• STUDY QUESTIONS
a - List every research group that the article on COVID-19 and research at HZ names.
b - Resume the article on COVID-19 and research at HZ after its final sentence.

Influence COVID-19 on research at HZ
Paul Vader, editor HZ Discovery
Just like education, research at HZ has rapidly adapted to the situation created by the corona measures, according to an initial inventory among the research groups. The researchers have invested a lot of time and energy in adapting project plans to what is still possible in what is called the ‘new normal’.
However, some consequences are very drastic, especially when it comes to practical work. In the technical domain, field research and lab work have been postponed or continued in a slimmed-down form. In the social domain, the collection of practical data is delayed or temporarily frozen. It also appears that lecturer researchers are less productive because they work from home and because of this are obliged to spend more time on their students. The ‘order book’ of most research groups is still well-filled and the duration of many projects has been extended. The short-term financial impact is estimated to amount to a loss of around 20% and will increase further if measures are extended for a longer period of time. Professor Robert Trouwborst, who carried out the inventory for the technical domain, praises the work of the research groups: “The commitment has been enormous to keep sound project results, satisfied customers and satisfied students.”
Practical work Especially research groups that rely on field experiments, monitoring and laboratory work are hindered and delayed by the measures taken. The Aquaculture and Building with Nature research groups have had to postpone measurements and laboratory work. A lost year is imminent for measurements in the growing season. Some experiments and measurements cannot be fully performed due to the closure of the laboratories. The Delta Power research group cannot use the tidal setup in the PSD hall for measurements and the lab work of the Marine Biobased Specialties research group has come to a complete standstill. The students who otherwise spend three quarters of their time in the labs now obtain their credits with theoretical studies. For several projects, a delay of 6-12 months is foreseen, which will probably be covered by the subsidy providers with an extension of the term.
Personnel consequences Many researchers state that working from home leads to a loss of production (+ 20%), especially those who coordinate their work with the care for their (grand) children and the work (from home) of a partner. Lecturer-researchers who also have teaching tasks or supervise students need more time for this, which is sometimes at the expense of the research. Most research groups report that they have enough work for their staff. The time that was otherwise used for practical work is now spent on working out results and reporting. Some researchers experience a loss of motivation as a result. Several new researchers have been appointed during these weeks of lockdown. They have been in touch with their colleagues as best as possible and have started their research assignment. Researchers with a temporary contract indicate that they feel uncertain about the continuation of projects due to the postponement or suspension of subsidies.

• SOURCE INFORMATION
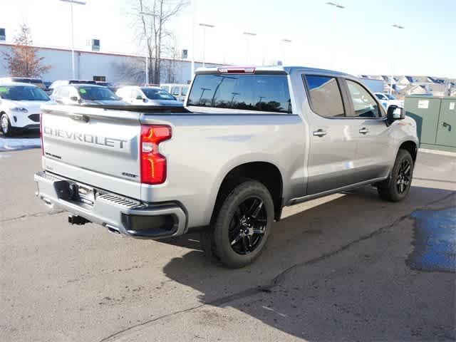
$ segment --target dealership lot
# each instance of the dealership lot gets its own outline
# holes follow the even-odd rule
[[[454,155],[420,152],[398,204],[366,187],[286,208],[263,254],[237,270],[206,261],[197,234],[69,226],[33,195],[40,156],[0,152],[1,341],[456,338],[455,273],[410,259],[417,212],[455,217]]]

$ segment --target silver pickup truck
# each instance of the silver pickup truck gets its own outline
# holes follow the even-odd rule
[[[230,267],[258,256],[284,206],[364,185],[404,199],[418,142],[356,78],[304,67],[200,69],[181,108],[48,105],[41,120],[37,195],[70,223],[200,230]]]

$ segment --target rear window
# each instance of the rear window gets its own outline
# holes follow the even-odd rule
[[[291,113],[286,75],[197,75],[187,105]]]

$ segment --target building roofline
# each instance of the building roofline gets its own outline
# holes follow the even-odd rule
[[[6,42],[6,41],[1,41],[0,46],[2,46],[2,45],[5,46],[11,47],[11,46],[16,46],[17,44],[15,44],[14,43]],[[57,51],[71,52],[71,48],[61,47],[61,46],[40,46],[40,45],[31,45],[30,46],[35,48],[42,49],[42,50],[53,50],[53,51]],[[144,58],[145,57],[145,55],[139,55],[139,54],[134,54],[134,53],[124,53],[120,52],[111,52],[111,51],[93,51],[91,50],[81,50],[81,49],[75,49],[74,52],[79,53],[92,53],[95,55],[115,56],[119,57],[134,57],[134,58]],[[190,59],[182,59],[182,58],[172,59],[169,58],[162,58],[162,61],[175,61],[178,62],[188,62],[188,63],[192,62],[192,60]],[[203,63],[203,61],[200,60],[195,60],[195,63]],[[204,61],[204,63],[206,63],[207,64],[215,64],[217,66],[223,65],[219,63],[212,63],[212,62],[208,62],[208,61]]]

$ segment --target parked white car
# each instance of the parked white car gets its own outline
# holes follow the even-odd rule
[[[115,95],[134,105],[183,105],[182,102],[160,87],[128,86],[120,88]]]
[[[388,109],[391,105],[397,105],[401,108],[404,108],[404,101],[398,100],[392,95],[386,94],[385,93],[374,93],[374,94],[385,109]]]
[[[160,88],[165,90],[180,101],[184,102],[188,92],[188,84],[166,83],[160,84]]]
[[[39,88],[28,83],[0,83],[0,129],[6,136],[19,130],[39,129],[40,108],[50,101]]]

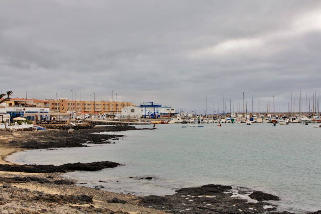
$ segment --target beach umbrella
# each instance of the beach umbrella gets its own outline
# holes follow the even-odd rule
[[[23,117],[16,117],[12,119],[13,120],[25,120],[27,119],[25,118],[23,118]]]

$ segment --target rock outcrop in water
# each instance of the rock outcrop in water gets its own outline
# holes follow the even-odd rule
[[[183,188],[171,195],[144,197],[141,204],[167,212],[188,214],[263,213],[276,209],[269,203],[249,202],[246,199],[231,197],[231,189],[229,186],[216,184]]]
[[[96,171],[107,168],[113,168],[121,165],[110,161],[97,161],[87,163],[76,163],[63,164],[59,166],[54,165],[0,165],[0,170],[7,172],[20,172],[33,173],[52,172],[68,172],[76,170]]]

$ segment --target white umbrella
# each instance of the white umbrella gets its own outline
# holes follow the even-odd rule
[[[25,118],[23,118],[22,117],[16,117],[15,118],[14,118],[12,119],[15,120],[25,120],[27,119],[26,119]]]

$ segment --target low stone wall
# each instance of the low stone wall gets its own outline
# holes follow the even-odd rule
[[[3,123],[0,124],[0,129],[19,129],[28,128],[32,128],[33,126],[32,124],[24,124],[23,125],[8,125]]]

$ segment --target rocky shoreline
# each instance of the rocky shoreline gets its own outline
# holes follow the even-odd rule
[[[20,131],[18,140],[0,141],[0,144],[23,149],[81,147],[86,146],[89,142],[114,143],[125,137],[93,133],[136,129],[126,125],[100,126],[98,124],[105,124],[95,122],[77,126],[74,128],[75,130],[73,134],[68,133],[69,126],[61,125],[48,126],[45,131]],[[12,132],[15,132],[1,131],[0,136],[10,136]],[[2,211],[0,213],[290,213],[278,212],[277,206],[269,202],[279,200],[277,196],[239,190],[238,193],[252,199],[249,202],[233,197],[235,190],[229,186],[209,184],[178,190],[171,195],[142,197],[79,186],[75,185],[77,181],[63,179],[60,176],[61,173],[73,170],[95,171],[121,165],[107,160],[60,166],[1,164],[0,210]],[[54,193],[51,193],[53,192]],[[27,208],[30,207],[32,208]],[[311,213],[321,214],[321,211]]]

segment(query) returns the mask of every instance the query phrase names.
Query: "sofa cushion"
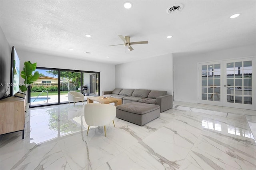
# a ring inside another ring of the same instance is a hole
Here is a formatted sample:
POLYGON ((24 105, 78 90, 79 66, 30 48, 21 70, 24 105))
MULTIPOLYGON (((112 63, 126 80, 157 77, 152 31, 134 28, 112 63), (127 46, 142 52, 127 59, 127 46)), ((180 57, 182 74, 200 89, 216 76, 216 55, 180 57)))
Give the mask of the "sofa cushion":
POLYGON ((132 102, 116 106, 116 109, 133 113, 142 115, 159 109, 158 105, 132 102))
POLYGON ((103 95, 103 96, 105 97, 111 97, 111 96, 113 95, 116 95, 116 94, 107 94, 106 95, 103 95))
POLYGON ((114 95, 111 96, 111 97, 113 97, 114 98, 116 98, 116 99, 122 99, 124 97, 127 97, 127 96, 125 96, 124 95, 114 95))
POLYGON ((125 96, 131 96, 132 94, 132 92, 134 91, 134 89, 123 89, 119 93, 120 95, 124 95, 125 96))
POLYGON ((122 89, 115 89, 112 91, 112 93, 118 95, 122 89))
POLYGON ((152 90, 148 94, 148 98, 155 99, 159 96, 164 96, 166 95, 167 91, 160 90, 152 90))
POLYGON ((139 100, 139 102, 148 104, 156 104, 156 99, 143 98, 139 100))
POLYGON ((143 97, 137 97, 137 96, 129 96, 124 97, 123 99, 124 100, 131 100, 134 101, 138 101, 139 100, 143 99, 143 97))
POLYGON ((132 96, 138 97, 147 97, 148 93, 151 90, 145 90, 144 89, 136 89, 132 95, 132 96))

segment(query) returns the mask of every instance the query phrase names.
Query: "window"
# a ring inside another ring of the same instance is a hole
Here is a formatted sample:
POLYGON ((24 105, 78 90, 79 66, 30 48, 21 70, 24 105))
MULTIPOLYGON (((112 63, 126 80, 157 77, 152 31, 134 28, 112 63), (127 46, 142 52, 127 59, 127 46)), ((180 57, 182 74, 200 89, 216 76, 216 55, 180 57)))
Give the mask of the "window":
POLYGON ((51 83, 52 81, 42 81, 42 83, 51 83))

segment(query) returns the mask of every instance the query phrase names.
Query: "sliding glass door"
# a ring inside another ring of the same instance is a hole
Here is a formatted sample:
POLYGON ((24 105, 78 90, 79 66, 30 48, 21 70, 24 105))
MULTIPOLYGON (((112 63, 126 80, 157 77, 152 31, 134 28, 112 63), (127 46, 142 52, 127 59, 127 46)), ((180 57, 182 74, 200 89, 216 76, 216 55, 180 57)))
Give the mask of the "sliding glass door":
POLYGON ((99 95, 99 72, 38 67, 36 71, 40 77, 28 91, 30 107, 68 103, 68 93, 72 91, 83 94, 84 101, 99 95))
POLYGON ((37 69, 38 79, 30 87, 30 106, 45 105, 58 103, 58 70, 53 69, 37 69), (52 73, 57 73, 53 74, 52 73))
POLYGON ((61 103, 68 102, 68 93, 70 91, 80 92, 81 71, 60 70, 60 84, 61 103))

• EXERCISE RESPONSES
a - Aquaculture, Building with Nature, Delta Power, Marine Biobased Specialties

b -
Project progress Before the virus expelled the researchers from their laboratories and offices, the research groups were in good shape. Thanks to successful acquisitions, the order book was and is well-filled. Subsidy providers such as SIA have indicated that the period of subsidies awarded can be extended by four months or longer if necessary. Most research groups consider themselves able to complete the projects successfully, with or without delays. Some research groups have had to cancel symposia and workshops, but meetings have also been held online. On April 16, the Resilient Delta research group organized a successful meeting on climate and citizen participation with forty participants from all over the country. In the short term, most research groups do not expect a change in current subsidy applications, which continue to run despite the limitations. What is going to happen in the long term is uncertain. A group like Aquaculture that carries out many projects with SMEs expects fewer funds if the corona measures would lead to a recession. Domain director Bartjan Wattel shares the concerns but also likes to emphasize the great results of all the efforts: “Most of the work continues, new colleagues have been hired (and have already started) and the acquisition and application of projects also continues.”